EJERCICIOS A RESOLVER:
1. Responde estas preguntas sobre el texto acerca de Andrei Makine:
(a) ¿De quién tomó Makine el nombre del traductor que inventó?
(b) ¿Qué premio ganó El testamento francés y en qué año?
(c) ¿En qué publicación reflexiona Héctor Bianciotti sobre esa novela?
2. Edita el pasaje del texto sobre Andrei Makine que empieza en "MAKINE, ANDREI" y acaba en "ejemplares!...". Cambia "engaño" por "ardid".

TEXTO DADO:

________

MAKINE, ANDREI
Cuando Andrei
Makine llegó a Francia desde su Siberia natal escribía ya en francés. Y en
esa lengua redactó sus dos primeras novelas, que sólo consiguió publicar,
después de que varias editoriales las rechazaran, gracias a un engaño: inventó
a un traductor -con el nombre, en masculino, de su bisabuela materna, Albertine
Lemonnier-, quien teóricamente habría traducido del ruso la obra del autor. Tan
sólo después de que a duras penas viera la luz su tercer libro en 1994, logró
afirmar su calidad de escritor francés. Pero ¡hete aquí que su cuarta novela, El
testamento francés, que apareció humildemente en una pequeña editorial,
gana en 1995 el Premio Goncourt y de
pronto vende más de medio millón de
ejemplares!...
Precisamente en El testamento francés nos revela Makine, sin proponérselo, parte de
estas vicisitudes: ¿cómo podría haber sido de otro modo en una novela como
ésta, la más autobiográfica de cuantas ha escrito? Reflexiona sobre ella Héctor Bianciotti en Le Monde: «En ese género, cuanto más se
avanza enmascarado, más corre uno el riesgo de acercarse a sí mismo, y así
hasta perderse de vista...».

________

DATOS PROPORCIONADOS:
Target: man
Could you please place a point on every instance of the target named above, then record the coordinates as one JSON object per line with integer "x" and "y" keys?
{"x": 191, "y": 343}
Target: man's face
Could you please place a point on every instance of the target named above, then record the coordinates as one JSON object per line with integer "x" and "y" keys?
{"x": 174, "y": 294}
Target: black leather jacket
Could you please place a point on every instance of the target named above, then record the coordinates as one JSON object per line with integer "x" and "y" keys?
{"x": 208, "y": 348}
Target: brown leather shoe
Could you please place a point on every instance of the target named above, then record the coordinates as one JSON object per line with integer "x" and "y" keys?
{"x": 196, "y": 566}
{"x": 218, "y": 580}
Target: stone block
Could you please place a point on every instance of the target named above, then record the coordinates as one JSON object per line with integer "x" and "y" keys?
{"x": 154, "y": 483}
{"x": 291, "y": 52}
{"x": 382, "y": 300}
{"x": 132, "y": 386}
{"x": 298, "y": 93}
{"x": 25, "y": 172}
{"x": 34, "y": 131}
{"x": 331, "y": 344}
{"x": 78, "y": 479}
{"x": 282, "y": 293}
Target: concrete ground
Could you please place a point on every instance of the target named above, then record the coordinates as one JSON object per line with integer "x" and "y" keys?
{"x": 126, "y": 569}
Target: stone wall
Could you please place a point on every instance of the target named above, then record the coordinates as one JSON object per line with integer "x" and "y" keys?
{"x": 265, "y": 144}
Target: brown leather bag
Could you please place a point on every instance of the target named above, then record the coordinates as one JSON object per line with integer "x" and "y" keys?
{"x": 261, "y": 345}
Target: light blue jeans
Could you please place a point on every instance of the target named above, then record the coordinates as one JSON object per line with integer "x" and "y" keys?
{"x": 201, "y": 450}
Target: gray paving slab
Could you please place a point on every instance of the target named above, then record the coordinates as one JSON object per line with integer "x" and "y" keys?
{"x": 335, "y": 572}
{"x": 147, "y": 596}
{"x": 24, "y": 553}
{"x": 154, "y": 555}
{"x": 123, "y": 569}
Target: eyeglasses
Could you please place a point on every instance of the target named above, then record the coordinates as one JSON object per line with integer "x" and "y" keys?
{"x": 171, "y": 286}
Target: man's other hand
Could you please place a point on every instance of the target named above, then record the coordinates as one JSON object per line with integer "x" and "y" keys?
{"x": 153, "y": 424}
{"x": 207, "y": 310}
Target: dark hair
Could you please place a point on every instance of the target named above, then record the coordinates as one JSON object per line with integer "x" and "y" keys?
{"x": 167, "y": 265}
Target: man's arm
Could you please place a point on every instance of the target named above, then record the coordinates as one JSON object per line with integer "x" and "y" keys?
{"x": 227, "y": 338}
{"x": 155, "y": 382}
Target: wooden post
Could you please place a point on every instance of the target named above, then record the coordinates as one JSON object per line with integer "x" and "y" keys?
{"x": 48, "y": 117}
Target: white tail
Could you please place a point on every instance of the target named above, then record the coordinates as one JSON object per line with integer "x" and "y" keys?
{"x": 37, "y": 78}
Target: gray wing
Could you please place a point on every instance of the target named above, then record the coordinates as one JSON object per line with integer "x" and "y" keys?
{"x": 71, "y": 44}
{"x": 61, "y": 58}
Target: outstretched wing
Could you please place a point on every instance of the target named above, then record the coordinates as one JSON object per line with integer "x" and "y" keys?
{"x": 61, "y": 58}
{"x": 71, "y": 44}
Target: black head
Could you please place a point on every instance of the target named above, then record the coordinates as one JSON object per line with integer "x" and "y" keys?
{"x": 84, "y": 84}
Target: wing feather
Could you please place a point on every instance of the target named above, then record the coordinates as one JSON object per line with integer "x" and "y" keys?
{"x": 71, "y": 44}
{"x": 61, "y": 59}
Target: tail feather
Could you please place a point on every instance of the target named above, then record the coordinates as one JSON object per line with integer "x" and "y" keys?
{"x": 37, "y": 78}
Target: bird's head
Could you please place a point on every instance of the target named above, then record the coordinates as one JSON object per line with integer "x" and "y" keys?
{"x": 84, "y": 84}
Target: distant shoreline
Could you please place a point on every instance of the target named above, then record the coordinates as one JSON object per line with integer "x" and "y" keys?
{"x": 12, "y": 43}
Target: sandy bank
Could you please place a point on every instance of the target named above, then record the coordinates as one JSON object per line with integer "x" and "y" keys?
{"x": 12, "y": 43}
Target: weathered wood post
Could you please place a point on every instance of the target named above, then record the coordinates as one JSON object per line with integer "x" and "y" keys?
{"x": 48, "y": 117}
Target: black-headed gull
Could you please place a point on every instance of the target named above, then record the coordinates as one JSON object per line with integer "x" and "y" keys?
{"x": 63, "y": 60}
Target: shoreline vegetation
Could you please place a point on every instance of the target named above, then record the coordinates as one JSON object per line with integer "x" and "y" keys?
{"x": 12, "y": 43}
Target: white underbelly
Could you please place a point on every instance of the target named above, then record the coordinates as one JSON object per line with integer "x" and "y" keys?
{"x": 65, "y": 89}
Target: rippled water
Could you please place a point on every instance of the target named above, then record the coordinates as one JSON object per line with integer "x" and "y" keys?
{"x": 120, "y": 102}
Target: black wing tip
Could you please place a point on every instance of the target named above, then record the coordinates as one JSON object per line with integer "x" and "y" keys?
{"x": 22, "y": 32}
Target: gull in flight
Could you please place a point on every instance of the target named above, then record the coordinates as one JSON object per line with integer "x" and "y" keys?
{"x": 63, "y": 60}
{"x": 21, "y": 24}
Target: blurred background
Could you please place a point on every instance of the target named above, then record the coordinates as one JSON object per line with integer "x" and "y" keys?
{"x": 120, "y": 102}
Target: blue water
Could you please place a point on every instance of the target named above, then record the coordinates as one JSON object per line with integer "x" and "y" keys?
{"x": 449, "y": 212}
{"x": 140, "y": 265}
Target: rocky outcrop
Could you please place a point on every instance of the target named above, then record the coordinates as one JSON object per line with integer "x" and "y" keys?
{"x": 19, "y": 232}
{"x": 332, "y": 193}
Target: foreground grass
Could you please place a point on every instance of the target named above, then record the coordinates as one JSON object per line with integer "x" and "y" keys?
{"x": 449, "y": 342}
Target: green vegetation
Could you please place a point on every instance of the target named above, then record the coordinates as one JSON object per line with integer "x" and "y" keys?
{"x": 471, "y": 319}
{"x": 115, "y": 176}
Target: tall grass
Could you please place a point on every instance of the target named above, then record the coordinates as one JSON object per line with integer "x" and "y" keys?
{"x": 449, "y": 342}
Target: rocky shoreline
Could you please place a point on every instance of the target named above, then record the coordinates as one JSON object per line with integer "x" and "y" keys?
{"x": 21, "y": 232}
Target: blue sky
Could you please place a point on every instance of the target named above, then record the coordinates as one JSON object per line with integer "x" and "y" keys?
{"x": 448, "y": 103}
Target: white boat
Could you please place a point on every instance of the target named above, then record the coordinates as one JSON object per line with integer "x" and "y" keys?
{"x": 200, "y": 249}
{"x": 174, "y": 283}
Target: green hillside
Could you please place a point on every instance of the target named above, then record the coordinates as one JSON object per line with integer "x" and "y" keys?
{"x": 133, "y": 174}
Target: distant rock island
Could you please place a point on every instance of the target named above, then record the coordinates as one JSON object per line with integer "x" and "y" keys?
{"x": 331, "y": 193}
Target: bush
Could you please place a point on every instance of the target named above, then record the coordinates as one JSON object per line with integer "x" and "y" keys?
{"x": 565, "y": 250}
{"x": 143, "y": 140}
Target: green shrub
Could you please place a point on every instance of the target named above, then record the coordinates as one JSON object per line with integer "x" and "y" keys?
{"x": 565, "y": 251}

________

SOLUCIONES POR EJERCICIO:
1.
(a) De su bisabuela materna, Albertine Lemonnier.
(b) El Premio Goncourt, en 1995.
(c) En Le Monde.

2.
MAKINE, ANDREI
Cuando Andrei
Makine llegó a Francia desde su Siberia natal escribía ya en francés. Y en
esa lengua redactó sus dos primeras novelas, que sólo consiguió publicar,
después de que varias editoriales las rechazaran, gracias a un ardid: inventó
a un traductor -con el nombre, en masculino, de su bisabuela materna, Albertine
Lemonnier-, quien teóricamente habría traducido del ruso la obra del autor. Tan
sólo después de que a duras penas viera la luz su tercer libro en 1994, logró
afirmar su calidad de escritor francés. Pero ¡hete aquí que su cuarta novela, El
testamento francés, que apareció humildemente en una pequeña editorial,
gana en 1995 el Premio Goncourt y de
pronto vende más de medio millón de
ejemplares!...